> [La consigna]: Imprime sin alterar nada el tramo del relato sobre las sesiones de cuentos en las cafeterías que arranca con las palabras "Soy Michel, madrileño" y concluye con "ambiente muy acogedor.".

> [Fragmento extraído]:
********************
Soy Michel, madrileño de nacimiento, manchego todos los veranos de mi infancia, logroñés de corazón y con 52 años a las espaldas los únicos recuerdos de historias son las de la guerra civil que me contaba mi abuelo Vicente. La palabra escuchada llegó a mí como suelen llegar muchas cosas importantes: por casualidad.
A mitad de los años 90, con dos hijas, Silvia y Lorena, de uno y cinco añitos, ya teníamos en casa un buen número de libros de cuentos que les leíamos y que incluso les escenificábamos. El ambiente cultural con el que nosotros teníamos contacto lo marcaban las niñas. Cerca de casa existía una cafetería llamada El Globo. En este lugar se programaba música en directo, actuaciones de magia, teatro de pequeño formato... y todo ello sobre un escenario chiquito, en un ambiente muy acogedor.
Una tarde, de vuelta a casa, vimos que se programaban cuentos, entramos a preguntar si sería apropiada la sesión para ir con las niñas, dijeron que sí y … y las historias entraron en nuestra vida, entraron en mi vida. Del Globo las palabras volaron a La Luna de la mano de Fran del Castillo, dueño durante muchísimos años de esta cafetería, emblemática para todo aquel que semana tras semana, temporada tras temporada estaba como yo dispuesto a escuchar historias de todo tipo. No existían las redes sociales y el inicio de cada temporada se publicitaba en el diario local, La Rioja, en la radio y en la propia cafetería, pero creo que cada uno de los asiduos casi sabíamos las fechas de comienzo de cada ciclo.
********************
> [Material]:
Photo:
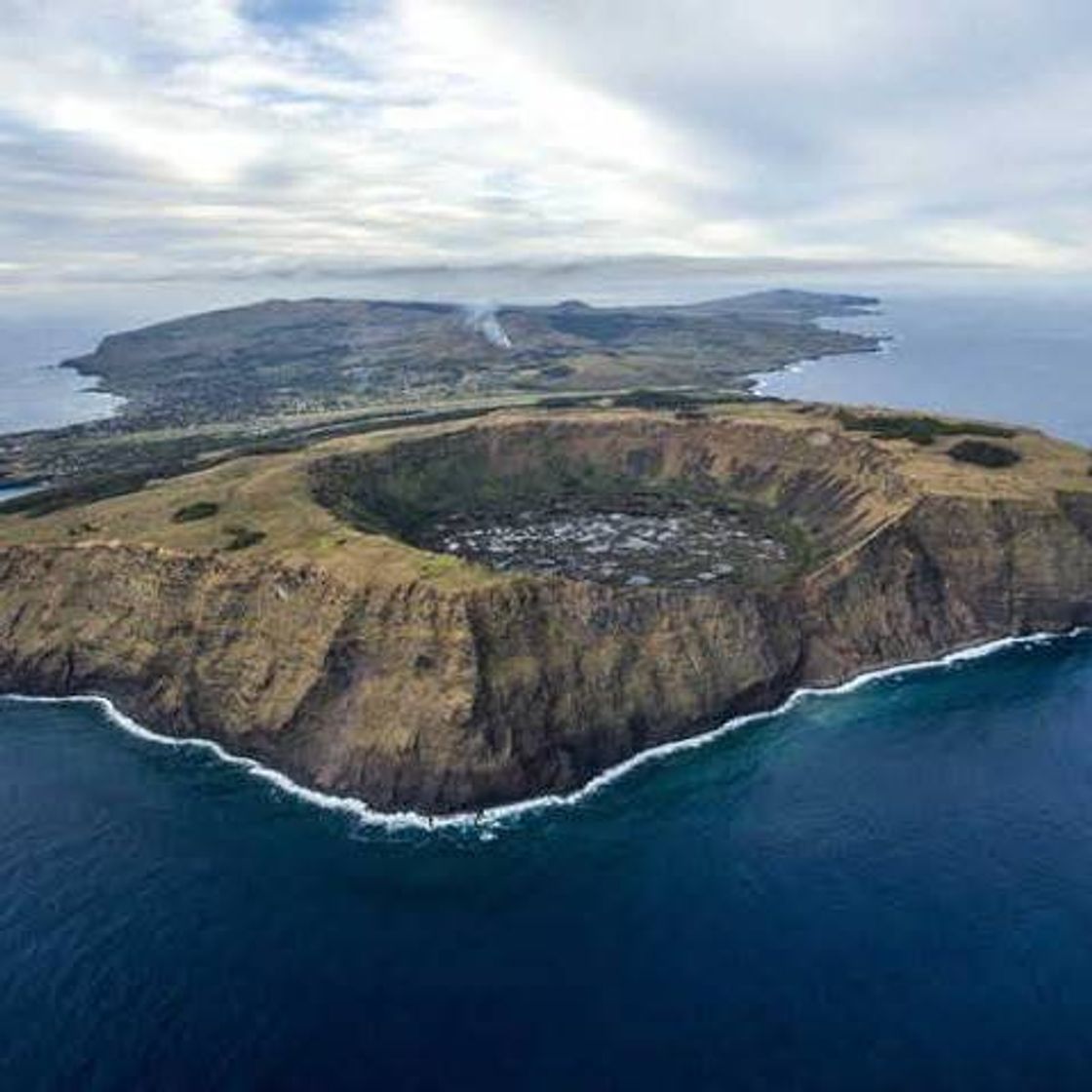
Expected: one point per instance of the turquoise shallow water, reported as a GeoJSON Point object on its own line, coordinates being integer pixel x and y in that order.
{"type": "Point", "coordinates": [885, 889]}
********************
> [Resultado del ejercicio]:
Soy Michel, madrileño de nacimiento, manchego todos los veranos de mi infancia, logroñés de corazón y con 52 años a las espaldas los únicos recuerdos de historias son las de la guerra civil que me contaba mi abuelo Vicente. La palabra escuchada llegó a mí como suelen llegar muchas cosas importantes: por casualidad.
A mitad de los años 90, con dos hijas, Silvia y Lorena, de uno y cinco añitos, ya teníamos en casa un buen número de libros de cuentos que les leíamos y que incluso les escenificábamos. El ambiente cultural con el que nosotros teníamos contacto lo marcaban las niñas. Cerca de casa existía una cafetería llamada El Globo. En este lugar se programaba música en directo, actuaciones de magia, teatro de pequeño formato... y todo ello sobre un escenario chiquito, en un ambiente muy acogedor.